■ STORED DATA:
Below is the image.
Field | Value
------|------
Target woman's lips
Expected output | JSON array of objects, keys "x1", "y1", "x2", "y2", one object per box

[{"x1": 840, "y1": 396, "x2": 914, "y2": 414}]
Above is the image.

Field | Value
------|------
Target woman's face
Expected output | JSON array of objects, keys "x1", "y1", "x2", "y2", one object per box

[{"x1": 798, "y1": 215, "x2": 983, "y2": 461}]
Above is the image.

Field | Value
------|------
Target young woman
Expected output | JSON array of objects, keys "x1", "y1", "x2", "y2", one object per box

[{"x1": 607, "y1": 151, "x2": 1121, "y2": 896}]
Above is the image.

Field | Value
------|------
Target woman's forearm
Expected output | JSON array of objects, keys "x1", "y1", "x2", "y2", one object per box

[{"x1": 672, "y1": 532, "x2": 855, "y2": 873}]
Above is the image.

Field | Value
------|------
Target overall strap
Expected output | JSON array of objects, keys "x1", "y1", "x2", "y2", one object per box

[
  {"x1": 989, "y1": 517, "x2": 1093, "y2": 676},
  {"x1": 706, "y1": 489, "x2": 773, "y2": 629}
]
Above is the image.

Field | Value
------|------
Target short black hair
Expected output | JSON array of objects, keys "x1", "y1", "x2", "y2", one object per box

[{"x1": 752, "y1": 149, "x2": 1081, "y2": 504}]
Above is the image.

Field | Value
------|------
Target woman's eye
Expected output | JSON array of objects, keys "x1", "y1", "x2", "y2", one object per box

■ EXERCISE PROMPT: Copy all of the material above line for line, changing nothing.

■ TASK RESULT:
Below is the image.
Field | Value
------|------
Target woman's lips
Expected output | JSON array of objects, keys "x1", "y1", "x2", "y2", one object per box

[{"x1": 840, "y1": 396, "x2": 914, "y2": 414}]
Above is the image.

Field | Value
------|------
Target woman's face
Expected output | JSON array of objects, keys "x1", "y1", "x2", "y2", one object per box

[{"x1": 798, "y1": 215, "x2": 983, "y2": 461}]
Above is the image.

Field | Value
------|------
Target young woman
Expected output | JSON array of objects, keys "x1", "y1", "x2", "y2", one object per box

[{"x1": 607, "y1": 151, "x2": 1121, "y2": 896}]
Above is the image.

Field | Value
------|------
Target woman's forearm
Expected output | JSON array of objects, keys "x1", "y1", "x2", "y2", one object per box

[{"x1": 672, "y1": 532, "x2": 855, "y2": 873}]
Above is the image.

Field | Value
------|------
Target overall strap
Expected output | JSON array of objects, keys "x1", "y1", "x2", "y2", one object per box

[
  {"x1": 989, "y1": 517, "x2": 1093, "y2": 676},
  {"x1": 706, "y1": 489, "x2": 773, "y2": 629}
]
Above is the image.

Field | Value
------|------
Target short black hair
Expected output | JSON array of objects, keys "x1", "y1", "x2", "y2", one object per box

[{"x1": 752, "y1": 149, "x2": 1081, "y2": 504}]
Above is the image.

Field | Value
------|------
Target woman's eye
Expected output | JSON array of objects, keys "x1", "y1", "x2", "y2", one object per box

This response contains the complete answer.